Task prompt: Write all of the entries again. Keep them exactly as they are.

(Saved entries)
*** Begin section ***

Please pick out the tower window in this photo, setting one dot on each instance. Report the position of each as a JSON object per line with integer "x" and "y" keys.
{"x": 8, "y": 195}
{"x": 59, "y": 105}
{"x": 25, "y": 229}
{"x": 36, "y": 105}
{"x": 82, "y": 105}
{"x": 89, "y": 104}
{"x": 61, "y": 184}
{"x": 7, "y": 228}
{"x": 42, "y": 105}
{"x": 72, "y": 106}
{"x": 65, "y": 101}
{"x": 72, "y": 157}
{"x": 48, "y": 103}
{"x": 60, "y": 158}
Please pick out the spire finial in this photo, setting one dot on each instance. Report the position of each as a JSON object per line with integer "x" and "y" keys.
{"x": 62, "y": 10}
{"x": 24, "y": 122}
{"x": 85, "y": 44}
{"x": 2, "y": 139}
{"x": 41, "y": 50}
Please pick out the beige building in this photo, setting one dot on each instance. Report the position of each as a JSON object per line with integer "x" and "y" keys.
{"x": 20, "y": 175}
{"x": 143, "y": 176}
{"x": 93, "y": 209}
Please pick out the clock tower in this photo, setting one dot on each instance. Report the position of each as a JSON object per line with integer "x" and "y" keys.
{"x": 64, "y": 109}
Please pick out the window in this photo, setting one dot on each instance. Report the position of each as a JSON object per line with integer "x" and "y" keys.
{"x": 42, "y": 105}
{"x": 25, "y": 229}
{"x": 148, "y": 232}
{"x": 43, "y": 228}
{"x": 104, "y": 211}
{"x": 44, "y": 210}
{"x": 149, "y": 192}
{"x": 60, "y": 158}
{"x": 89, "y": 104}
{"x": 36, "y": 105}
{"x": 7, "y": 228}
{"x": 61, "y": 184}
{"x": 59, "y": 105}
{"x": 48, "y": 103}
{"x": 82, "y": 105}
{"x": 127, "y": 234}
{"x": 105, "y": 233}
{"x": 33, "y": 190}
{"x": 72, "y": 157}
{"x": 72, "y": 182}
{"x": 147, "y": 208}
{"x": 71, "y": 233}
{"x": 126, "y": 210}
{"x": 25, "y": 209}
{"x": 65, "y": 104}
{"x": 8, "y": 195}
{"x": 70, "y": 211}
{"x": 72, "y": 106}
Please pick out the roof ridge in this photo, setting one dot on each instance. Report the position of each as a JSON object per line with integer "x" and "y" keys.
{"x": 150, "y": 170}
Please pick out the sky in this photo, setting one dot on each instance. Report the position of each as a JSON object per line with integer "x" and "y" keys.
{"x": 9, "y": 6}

*** End section ***

Exercise solution:
Please pick out the tower window in this photo, setting one dot on each instance. Report the position of each as a JSON object per line with integer "x" and "y" keys.
{"x": 8, "y": 195}
{"x": 59, "y": 105}
{"x": 25, "y": 229}
{"x": 36, "y": 105}
{"x": 82, "y": 105}
{"x": 89, "y": 104}
{"x": 61, "y": 184}
{"x": 7, "y": 228}
{"x": 42, "y": 105}
{"x": 72, "y": 106}
{"x": 65, "y": 101}
{"x": 72, "y": 157}
{"x": 48, "y": 103}
{"x": 60, "y": 158}
Please pick out the spire finial in this photo, setting one dot on each instance. Report the position of each as a JSON object per line with integer "x" and "y" keys.
{"x": 62, "y": 10}
{"x": 24, "y": 122}
{"x": 85, "y": 44}
{"x": 2, "y": 139}
{"x": 41, "y": 50}
Please pick out the beige building in this photo, setting one dot on each instance. Report the position of each as a JSON object per line with integer "x" and "y" keys.
{"x": 20, "y": 175}
{"x": 143, "y": 176}
{"x": 93, "y": 209}
Please pick out the clock tower in this photo, setting one dot on each instance. Report the position of each as a JSON object per line with integer "x" and "y" keys.
{"x": 64, "y": 109}
Please pick out the window in this photo, setting one dot on each instance. Report the position of each as a JSON object per line with integer "x" and "y" keys.
{"x": 42, "y": 105}
{"x": 25, "y": 229}
{"x": 148, "y": 232}
{"x": 43, "y": 228}
{"x": 104, "y": 211}
{"x": 44, "y": 210}
{"x": 149, "y": 192}
{"x": 60, "y": 158}
{"x": 89, "y": 104}
{"x": 36, "y": 105}
{"x": 7, "y": 228}
{"x": 61, "y": 184}
{"x": 59, "y": 105}
{"x": 48, "y": 103}
{"x": 82, "y": 105}
{"x": 127, "y": 234}
{"x": 105, "y": 233}
{"x": 33, "y": 190}
{"x": 72, "y": 157}
{"x": 72, "y": 182}
{"x": 147, "y": 208}
{"x": 71, "y": 233}
{"x": 126, "y": 210}
{"x": 25, "y": 209}
{"x": 65, "y": 104}
{"x": 8, "y": 195}
{"x": 70, "y": 211}
{"x": 72, "y": 106}
Please pick out the roof ridge in this photo, setting one dot on each instance. Report the position of each as a JSON object per line with integer "x" and "y" keys.
{"x": 150, "y": 170}
Please pick out the sky in this photo, setting one dot on each instance. Report the position of each as a JSON object per line with integer "x" and "y" keys.
{"x": 9, "y": 6}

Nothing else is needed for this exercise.